Combien les hommes ont tort de se plaindre des croix et des difficultés qu'ils rencontrent dans les voies de Dieu.

LE DISCIPLE.-Seigneur, daignez répondre aux plaintes de ceux qui disent: L'amour de Dieu est véritablement d'une douceur extrême, mais ne le paiet-on pas bien cher? Pour le goûter, il faut supporter des croix, des épreuves cruelles; il faut endurer la haine, les persécutions et les mépris du monde. Dès qu'une âme veut entrer dans les voies de l'esprit et de l'amour, elle doit se préparer à toutes sortes de peines. Peut-on, Seigneur, trouver de la douceur dans ces afflictions, et comment permettez-vous qu'elles arrivent à vos amis?

LA SAGESSE. Je n'ai jamais autrement traité mes serviteurs et mes amis depuis le commencement du monde. Je les aime comme mon Père m'a aimé (1).

LE DISCIPLE. C'est de cela que les hommes se plaignent, Seigneur; ils disent qu'il n'est pas étonnant que vous ayez si peu d'amis. Beaucoup commencent à vous aimer, mais lorsque viennent les épreuves, les

(1) Sicut dilexit me Pater, et ego dilexi vos. (Jean, xv, 9.)

afflictions, les croix, ils se repentent de s'être donnés à votre service, et ils retournent à leurs anciennes affections, qu'ils vous avaient d'abord sacrifiées: n'est-ce pas une chose triste et déplorable? mais que leur répondre, ô mon Jésus?

LA SAGESSE. Pour se plaindre de la sorte, il faut avoir bien peu de foi, de courage et d'intelligence de la vie spirituelle. Mais toi, mon ami sors de la fange des plaisirs matériels, et regarde avec les yeux de ton âme qui tu es, où tu es, où tu vas; et alors tu comprendras qu'en affligeant mes amis je suis loin de leur nuire, mais que je leur suis au contraire très-agréable et très-utile.

Par nature, tu es un miroir de la Divinité, une image de la sainte Trinité, un reflet de l'éternité : il y a en toi un désir sans bornes que je puis seul satisfaire parce que je suis le seul bien infini; et de même qu'une goutte d'eau disparaît dans l'Océan, tout ce que peut te donner le monde n'est rien pour ton cœur insatiable, tant que tu seras dans cette vallée de misère, où le bien est toujours mêlé au mal, le rire proche des larmes et la joie voisine de la tristesse.
_ _ _ _ _ _ _
EXERCICES PROPOSÉS:
1: Recopiez le passage du dialogue compris entre "Combien les hommes" et "à vos amis?", bornes incluses.
2: Dans le dialogue, selon la Sagesse, de quoi faut-il avoir bien peu pour se plaindre de la sorte ?
3: Poursuivez le dialogue entre le disciple et la Sagesse à partir de l'endroit où il s'arrête.
Les lignes n'interviennent pas dans ce travail.

DONNÉES FOURNIES:
_ _ _ _ _ _ _
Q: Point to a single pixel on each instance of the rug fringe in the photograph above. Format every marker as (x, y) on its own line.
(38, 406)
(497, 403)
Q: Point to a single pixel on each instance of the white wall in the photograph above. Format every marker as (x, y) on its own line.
_ _ _ _ _ _ _
RÉPONSES PAR EXERCICE:
1:
Combien les hommes ont tort de se plaindre des croix et des difficultés qu'ils rencontrent dans les voies de Dieu.

LE DISCIPLE.-Seigneur, daignez répondre aux plaintes de ceux qui disent: L'amour de Dieu est véritablement d'une douceur extrême, mais ne le paiet-on pas bien cher? Pour le goûter, il faut supporter des croix, des épreuves cruelles; il faut endurer la haine, les persécutions et les mépris du monde. Dès qu'une âme veut entrer dans les voies de l'esprit et de l'amour, elle doit se préparer à toutes sortes de peines. Peut-on, Seigneur, trouver de la douceur dans ces afflictions, et comment permettez-vous qu'elles arrivent à vos amis?

2: De foi, de courage et d'intelligence de la vie spirituelle.

3:
Personne ici-bas ne peut jouir d'une paix parfaite; le monde est faux et menteur, il promet beaucoup, et tient peu; ses joies sont petites, frivoles et passagères. Aujourd'hui, il paraîtra t'offrir des consolations, et demain il f'accablera de douleur: ce sont là ses plaisirs. Considère d'un côté les remords, le désespoir, les frayeurs mortelles et les tourments des damnés, et de l'autre la tranquillité d'esprit, la mort paisible et la

gloire éternelle de mes serviteurs, et tu verras si c'est à tort que se plaignent les hommes du monde.

XVII

Quelles sont les misères de ceux qui suivent le monde.

LA SAGESSE.-Examine avec moi les misères qu'endurent ceux qui, pendant cette vie passagère, s'adonnent aux jouissances du corps et des sens. A quoi leur servent les joies temporelles, qui disparaissent comme si elles n'avaient jamais existé? Oh! combien est court un bonheur qui doit être suivi d'une douleur sans fin! Insensés, où est maintenant cet appel au plaisir lorsque vous disiez: Accourez, jeunes gens dont le cœur est toujours joyeux, oublions tous chagrins, livronsnous aux délices du monde ; à nous les fleurs, les roses, la verdure, les festins, la volupté des sens et de la chair? Dites ce qui vous en est resté.

Ne pouvez-vous pas maintenant vous écrier: Malheur à nous n'aurait-il pas mieux valu que nous ne fussions pas nés? O temps misérable et passager, comme la mort nous a surpris à l'improviste! comme le monde nous a joués, nous a indignement trompés! Oh! oui, toutes les croix les plus longues et les plus douloureuses de la vie ne sont rien en comparaison de ce que nous souffrons. Bienheureux celui qui n'a jamais goûté les joies du monde, qui n'a jamais eu un jour tranquille et prospère ! Nous étions fous lorsque

nous nous imaginions que les affligés étaient abandonnés de Dieu; les voilà qui reposent dans le sein de son éternité, tout couronnés de gloire et d'honneur, au milieu des anges du paradis. Que leur importent les croix qu'ils ont souffertes pendant leur vie, les mépris et les persécutions du monde, puisque tous leurs tourments se sont changés en un bonheur si parfait, en des joies éternelles !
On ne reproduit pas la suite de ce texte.